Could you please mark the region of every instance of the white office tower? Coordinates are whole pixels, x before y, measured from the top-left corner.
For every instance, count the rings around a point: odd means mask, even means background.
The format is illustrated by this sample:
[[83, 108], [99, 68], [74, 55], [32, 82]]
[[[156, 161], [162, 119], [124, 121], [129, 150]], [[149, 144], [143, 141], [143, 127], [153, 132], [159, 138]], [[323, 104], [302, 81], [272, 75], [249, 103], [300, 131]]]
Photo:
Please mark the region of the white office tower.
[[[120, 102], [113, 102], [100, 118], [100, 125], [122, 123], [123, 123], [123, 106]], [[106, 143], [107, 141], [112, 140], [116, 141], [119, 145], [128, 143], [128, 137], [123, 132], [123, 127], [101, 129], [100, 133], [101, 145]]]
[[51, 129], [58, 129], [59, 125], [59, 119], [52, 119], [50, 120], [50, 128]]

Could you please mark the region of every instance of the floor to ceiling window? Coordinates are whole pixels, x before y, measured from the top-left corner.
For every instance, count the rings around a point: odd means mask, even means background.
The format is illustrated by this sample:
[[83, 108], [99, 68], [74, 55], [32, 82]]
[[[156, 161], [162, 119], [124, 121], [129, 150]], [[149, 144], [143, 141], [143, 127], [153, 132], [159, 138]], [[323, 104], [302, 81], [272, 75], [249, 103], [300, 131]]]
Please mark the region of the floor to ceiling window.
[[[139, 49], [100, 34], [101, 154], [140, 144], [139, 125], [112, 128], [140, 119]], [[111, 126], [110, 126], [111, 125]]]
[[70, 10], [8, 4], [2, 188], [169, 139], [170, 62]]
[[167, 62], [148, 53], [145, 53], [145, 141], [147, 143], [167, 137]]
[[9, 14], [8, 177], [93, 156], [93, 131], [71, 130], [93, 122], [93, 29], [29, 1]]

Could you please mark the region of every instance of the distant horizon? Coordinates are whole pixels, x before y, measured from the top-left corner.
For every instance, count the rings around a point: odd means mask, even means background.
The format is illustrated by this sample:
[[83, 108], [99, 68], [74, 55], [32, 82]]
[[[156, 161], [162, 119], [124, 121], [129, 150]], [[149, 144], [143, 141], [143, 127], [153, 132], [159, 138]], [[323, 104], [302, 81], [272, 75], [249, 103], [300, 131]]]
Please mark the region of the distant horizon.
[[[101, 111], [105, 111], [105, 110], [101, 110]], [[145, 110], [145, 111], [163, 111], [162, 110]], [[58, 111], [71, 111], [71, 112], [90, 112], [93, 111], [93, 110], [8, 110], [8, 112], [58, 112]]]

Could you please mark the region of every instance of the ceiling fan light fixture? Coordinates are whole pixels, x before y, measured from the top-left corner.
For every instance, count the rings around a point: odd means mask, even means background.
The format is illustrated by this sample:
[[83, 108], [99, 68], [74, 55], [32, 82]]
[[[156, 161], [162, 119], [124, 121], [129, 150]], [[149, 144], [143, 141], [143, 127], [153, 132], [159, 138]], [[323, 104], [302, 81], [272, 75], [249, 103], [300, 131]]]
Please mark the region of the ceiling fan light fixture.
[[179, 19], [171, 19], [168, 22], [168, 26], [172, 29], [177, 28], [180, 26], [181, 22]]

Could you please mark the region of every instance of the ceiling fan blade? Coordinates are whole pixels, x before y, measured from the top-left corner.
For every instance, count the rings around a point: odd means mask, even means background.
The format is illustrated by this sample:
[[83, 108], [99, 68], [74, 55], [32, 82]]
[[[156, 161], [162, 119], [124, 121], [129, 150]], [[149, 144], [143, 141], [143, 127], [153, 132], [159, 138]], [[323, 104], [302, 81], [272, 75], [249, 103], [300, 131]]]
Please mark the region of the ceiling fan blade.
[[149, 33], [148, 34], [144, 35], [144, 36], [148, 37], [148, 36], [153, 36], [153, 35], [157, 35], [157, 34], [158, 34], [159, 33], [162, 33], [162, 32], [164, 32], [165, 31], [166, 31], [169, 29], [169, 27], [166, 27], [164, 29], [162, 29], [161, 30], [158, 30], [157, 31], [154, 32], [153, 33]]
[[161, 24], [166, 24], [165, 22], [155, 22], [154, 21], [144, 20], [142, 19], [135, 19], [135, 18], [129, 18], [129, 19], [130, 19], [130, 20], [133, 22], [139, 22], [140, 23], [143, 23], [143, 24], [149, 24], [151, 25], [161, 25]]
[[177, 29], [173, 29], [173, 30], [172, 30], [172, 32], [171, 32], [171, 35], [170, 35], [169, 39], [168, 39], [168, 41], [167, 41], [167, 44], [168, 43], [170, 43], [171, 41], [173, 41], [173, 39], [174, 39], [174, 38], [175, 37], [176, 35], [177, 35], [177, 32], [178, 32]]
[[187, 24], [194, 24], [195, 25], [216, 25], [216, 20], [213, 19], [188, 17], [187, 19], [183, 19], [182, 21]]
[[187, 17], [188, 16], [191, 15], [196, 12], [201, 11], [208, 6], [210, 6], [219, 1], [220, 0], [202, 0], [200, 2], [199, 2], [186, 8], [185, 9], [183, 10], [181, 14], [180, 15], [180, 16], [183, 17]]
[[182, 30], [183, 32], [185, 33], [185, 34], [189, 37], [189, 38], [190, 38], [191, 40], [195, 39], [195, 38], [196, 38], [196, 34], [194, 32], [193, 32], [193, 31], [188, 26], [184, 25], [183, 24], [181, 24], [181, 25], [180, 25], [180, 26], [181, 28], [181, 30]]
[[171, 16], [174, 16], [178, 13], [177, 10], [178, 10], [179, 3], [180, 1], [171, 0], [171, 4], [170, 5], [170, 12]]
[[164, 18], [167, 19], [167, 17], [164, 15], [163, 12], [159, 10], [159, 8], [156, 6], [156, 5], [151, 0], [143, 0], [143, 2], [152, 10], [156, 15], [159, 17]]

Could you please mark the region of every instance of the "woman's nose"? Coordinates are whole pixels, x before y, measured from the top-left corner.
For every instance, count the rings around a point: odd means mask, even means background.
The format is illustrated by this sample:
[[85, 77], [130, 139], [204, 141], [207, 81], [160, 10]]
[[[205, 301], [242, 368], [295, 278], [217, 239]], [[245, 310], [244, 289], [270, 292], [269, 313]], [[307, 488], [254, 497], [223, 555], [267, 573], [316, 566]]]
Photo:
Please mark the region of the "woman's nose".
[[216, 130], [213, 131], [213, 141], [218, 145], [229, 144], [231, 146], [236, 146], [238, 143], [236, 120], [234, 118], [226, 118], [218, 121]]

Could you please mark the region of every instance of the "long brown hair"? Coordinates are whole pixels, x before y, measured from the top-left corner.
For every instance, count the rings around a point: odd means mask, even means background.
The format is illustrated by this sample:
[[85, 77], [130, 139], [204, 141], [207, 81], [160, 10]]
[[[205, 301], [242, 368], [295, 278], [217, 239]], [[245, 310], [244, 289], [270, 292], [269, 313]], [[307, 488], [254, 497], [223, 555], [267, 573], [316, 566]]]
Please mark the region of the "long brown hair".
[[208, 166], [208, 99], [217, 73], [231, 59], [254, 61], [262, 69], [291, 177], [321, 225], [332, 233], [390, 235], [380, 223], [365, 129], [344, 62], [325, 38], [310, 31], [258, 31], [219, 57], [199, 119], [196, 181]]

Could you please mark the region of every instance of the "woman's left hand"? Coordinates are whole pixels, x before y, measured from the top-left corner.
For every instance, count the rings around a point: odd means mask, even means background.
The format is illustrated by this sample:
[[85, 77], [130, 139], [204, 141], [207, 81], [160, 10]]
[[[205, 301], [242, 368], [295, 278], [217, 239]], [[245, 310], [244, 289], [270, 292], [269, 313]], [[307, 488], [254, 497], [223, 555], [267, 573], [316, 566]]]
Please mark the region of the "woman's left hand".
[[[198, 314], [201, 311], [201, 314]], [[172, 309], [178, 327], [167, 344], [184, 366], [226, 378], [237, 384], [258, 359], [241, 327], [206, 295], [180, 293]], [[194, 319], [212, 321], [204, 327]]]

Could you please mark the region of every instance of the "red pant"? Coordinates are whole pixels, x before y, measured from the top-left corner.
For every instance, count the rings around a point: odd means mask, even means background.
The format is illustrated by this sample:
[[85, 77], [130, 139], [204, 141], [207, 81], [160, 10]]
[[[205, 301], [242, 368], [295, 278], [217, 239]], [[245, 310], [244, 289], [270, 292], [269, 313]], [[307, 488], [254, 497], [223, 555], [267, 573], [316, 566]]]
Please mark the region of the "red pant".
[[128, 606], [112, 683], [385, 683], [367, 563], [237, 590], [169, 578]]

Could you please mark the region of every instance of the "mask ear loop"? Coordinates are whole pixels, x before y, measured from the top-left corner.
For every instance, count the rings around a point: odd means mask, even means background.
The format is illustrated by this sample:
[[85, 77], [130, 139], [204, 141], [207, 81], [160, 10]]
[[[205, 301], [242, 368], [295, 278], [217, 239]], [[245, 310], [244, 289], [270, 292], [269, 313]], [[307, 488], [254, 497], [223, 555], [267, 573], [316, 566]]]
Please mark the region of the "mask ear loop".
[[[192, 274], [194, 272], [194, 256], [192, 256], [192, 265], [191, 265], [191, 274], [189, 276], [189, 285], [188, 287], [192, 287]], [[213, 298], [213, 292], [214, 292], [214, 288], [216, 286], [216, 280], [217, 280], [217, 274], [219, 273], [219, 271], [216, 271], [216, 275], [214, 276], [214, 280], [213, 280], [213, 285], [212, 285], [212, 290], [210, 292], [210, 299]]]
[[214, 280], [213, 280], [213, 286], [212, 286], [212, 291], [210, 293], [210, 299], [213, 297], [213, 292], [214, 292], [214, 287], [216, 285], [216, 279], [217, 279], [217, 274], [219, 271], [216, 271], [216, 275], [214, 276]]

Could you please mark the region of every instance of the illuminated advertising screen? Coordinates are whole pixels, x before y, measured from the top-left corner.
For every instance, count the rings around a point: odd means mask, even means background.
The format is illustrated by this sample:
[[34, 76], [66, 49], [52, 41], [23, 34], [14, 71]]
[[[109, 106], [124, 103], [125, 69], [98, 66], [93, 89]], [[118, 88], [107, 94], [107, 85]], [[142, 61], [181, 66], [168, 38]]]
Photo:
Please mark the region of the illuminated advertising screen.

**********

THE TASK: Rewrite the data as a numbered list, from its very first line through the line containing "120], [50, 128]]", both included, and leave out any blank lines.

COMPLETED TASK:
1. Could you please mark the region of every instance of the white office tower? Coordinates are whole pixels, x before y, measured from the top-left corner.
2. For every instance, count the rings around a point: odd means mask, even means background.
3. The format is illustrated by this sample:
4. [[83, 108], [99, 68], [74, 55], [32, 82]]
5. [[[156, 161], [162, 119], [124, 121], [129, 150]], [[149, 144], [143, 141], [143, 127], [153, 132], [159, 138]], [[323, 104], [302, 81], [272, 75], [249, 103], [300, 131]]]
6. Photo:
7. Please mark the region of the white office tower.
8. [[[120, 102], [113, 102], [100, 118], [100, 125], [122, 123], [123, 123], [123, 106]], [[106, 143], [107, 141], [112, 140], [116, 141], [119, 145], [128, 143], [128, 137], [123, 132], [123, 127], [101, 129], [100, 133], [101, 145]]]
9. [[51, 129], [58, 129], [59, 125], [59, 119], [52, 119], [50, 120], [50, 128]]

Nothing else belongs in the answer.